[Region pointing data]
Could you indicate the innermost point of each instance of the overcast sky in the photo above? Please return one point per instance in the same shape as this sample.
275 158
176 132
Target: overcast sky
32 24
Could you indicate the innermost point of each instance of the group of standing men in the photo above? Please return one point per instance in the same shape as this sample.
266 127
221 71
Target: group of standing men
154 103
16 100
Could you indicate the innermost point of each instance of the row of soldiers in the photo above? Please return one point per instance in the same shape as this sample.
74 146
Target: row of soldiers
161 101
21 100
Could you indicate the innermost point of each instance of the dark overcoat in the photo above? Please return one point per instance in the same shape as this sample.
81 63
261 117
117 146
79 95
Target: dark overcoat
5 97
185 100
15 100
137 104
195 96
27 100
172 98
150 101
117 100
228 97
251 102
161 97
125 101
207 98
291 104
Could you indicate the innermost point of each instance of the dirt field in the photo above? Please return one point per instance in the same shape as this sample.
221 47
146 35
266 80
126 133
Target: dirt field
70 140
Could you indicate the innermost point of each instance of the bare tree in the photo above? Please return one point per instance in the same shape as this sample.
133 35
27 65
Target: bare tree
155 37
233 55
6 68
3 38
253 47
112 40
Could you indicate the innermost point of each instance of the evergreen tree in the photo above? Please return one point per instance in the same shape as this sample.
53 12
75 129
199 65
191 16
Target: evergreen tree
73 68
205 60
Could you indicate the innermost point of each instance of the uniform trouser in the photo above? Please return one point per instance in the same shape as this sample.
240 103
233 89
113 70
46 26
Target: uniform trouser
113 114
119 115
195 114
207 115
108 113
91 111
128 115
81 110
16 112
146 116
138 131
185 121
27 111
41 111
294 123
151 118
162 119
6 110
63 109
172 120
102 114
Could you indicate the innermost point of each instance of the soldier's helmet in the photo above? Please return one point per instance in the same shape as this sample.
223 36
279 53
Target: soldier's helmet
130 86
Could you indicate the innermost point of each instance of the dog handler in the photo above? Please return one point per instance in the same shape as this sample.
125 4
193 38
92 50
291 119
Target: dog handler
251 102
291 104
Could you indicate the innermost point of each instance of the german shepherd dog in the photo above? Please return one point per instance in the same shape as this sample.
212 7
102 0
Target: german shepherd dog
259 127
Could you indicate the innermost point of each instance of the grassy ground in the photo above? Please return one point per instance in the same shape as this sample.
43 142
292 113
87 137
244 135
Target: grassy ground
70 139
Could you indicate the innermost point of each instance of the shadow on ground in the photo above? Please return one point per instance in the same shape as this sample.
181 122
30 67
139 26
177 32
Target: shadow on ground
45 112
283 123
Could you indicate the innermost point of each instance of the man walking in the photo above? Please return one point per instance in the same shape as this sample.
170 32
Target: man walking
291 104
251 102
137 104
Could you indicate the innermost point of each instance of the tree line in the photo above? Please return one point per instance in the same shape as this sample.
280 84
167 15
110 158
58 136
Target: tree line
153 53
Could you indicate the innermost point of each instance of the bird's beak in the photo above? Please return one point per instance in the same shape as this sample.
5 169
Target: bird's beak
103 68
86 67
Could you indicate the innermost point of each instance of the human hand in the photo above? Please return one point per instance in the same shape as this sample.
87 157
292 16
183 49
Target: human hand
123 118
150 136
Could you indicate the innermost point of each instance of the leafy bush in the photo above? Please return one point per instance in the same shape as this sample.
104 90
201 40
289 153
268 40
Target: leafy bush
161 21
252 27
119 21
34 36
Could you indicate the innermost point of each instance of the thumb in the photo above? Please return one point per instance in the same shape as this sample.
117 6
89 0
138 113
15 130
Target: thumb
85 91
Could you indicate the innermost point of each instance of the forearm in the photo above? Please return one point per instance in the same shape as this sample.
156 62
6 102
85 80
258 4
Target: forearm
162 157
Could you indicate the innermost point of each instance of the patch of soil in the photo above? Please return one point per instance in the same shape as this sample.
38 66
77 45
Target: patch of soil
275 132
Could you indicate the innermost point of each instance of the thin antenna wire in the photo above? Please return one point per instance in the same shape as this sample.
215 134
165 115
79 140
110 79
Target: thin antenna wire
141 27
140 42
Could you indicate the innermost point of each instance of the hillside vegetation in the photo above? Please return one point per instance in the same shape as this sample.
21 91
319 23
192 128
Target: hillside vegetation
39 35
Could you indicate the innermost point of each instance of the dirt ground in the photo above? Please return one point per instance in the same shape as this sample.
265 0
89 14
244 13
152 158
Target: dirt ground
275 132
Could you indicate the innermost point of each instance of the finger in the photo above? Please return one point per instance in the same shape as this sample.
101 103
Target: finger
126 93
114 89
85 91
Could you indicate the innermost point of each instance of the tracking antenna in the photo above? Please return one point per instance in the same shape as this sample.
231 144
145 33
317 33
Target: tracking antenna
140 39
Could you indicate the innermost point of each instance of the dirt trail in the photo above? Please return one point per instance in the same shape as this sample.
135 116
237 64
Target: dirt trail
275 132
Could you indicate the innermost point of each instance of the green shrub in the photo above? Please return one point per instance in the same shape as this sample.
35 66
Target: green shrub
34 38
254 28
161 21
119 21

## WHAT YOU NEED TO DO
Your answer must consist of every line above, reproduced exactly.

## OUTPUT BELOW
Could you indicate the innermost point of each instance of the overcast sky in the photo above? Please return one point per instance in the same shape as this sample.
275 158
176 132
Target: overcast sky
32 24
Could you indicate the innermost point of each instance of the group of standing men in the photo above? Please return one point per instance in the same shape as this sample.
266 127
221 71
Target: group of standing men
154 103
16 100
Could you indicate the innermost point of each instance of the row of soldiers in the photo above? Please return one point per instance in the same shape as this sample.
74 146
Target: row of soldiers
161 101
21 100
Could you indicate the innermost point of each instance of the dark overcoat in the photo above? Please return one point per instance in the same shape as this sample.
81 63
261 117
117 146
79 95
Target: dark overcoat
5 97
185 100
15 100
137 104
195 96
27 100
172 98
150 101
117 100
228 97
251 102
161 97
125 101
207 98
291 104
Could you indicate the innermost point of each instance of the dirt field in the photo above? Please return one point per instance in the same shape as this sample.
221 47
146 35
266 80
126 133
Target: dirt field
70 140
Could you indicate the innermost point of each instance of the bare tree in the photo above? Please return one point per instance in the same shape as this sample.
133 35
27 65
Target: bare tree
155 37
233 55
6 68
3 38
253 47
112 40
Could you indicate the innermost point of each instance of the evergreen tree in the photo above? Please return one point per instance in the same shape as this sample.
53 12
75 129
199 65
191 16
Target: evergreen tree
73 68
205 60
Could you indicate the innermost point of each instance of the uniform trouser in the photo above? Please return one point per instance in the same shape as this sample.
240 103
233 89
113 70
46 26
Target: uniform trouser
113 114
119 115
195 114
207 115
108 113
91 111
128 115
81 110
16 112
146 116
138 131
185 121
27 111
41 111
294 123
151 118
162 119
6 110
63 109
172 120
102 114
Could you indicate the innermost point of each instance of the soldier's helmet in the photo above? Please return one point per instance in the same shape as this sample.
223 36
279 53
Target: soldier's helmet
130 86
Could you indicate the innermost point of each instance of the dog handler in the photo above? Please return one point per instance in the same shape as this sample.
125 4
193 38
92 50
291 119
Target: dog handler
251 102
291 104
Could you indicate the innermost point of each instance of the german shepherd dog in the photo above? Please return one point per instance in the same shape as this sample.
212 7
102 0
Target: german shepherd dog
259 127
Could you indicate the innermost point of each instance of the grassy ground in the photo above? Please return one point per instance in the same shape as this sample.
43 142
292 113
87 137
244 135
Target: grassy ground
70 139
Could you indicate the innermost point of each instance of the shadow on ground in the photo above? Please return one point per instance in the same shape as this sample.
181 122
30 67
139 26
177 32
Target: shadow on ground
45 112
283 123
Could you indicate the innermost point of each instance of the man walking in the photo above? Please return one point per instance in the same shape as this sample.
170 32
Target: man walking
291 104
251 102
137 104
Could you indicate the innermost point of each instance of the tree line in the photo above? Please return one point per instance in the same shape as this sample.
280 84
167 15
110 158
58 136
Target: tree line
153 53
Could you indicate the innermost point of each instance of the bird's beak in the photo above? Please return one point per instance in the same shape as this sample.
5 169
Target: bird's beak
103 68
86 67
Could you indicate the innermost point of each instance of the human hand in the photo above? Please return one point per instance in the same shape as this sample.
87 157
292 16
183 49
Target: human hand
123 118
150 136
Could you indicate the innermost point of each instance of the leafy bush in the photo above? Please return one point per instance in the same shape as this sample.
104 90
201 40
289 153
268 40
Target: leafy bush
161 21
252 27
119 21
34 36
Could you indicate the innermost point of each instance of the thumb in the photo above? Please return one point per instance in the same shape as this sample.
117 6
89 0
138 113
15 130
Target: thumb
85 91
Could you indicate the innermost point of each instance of the forearm in the photo above? Please return one point per instance in the same shape as this sample.
156 62
6 102
85 80
258 4
Target: forearm
162 157
Could you indicate the innermost point of each instance of the patch of soil in the photo above? Please return one point per instance in the same shape as this sample.
38 66
77 45
Target: patch of soil
275 132
Could you indicate the innermost point of each instance of the thin antenna wire in the photo above? Please return one point per instance in the same shape as this sample.
215 134
165 115
79 140
110 79
Target: thin antenna wire
141 27
140 42
Could you indicate the innermost point of each instance of the hillside vegetation in the photo above? Please return one point per instance in the same shape as this sample.
21 91
319 23
192 128
Target: hillside vegetation
39 35
Could you indicate the innermost point of each instance of the dirt ground in the photo above? Please return one point per instance in the same shape as this sample.
265 0
89 14
244 13
152 158
Target: dirt ground
275 132
Could you indicate the innermost point of each instance of the finger in the photo above? Please return one point per instance in the same shape as this sample.
101 103
Target: finger
126 93
114 89
85 91
Could you indicate the innermost point of each instance of the tracking antenna in the photo above? Please return one point per instance in the same shape as this sample.
231 144
145 33
317 33
Target: tracking antenna
140 39
Could you indicate the innermost point of each instance of the dirt trail in the photo above? Please return one point per instance in the same shape as this sample.
135 116
237 64
Target: dirt trail
275 132
Could you indicate the innermost point of each instance of the green shrub in the photo above? Please return one point per instance in the same shape as this sample.
35 66
Target: green shrub
34 38
254 28
161 21
119 21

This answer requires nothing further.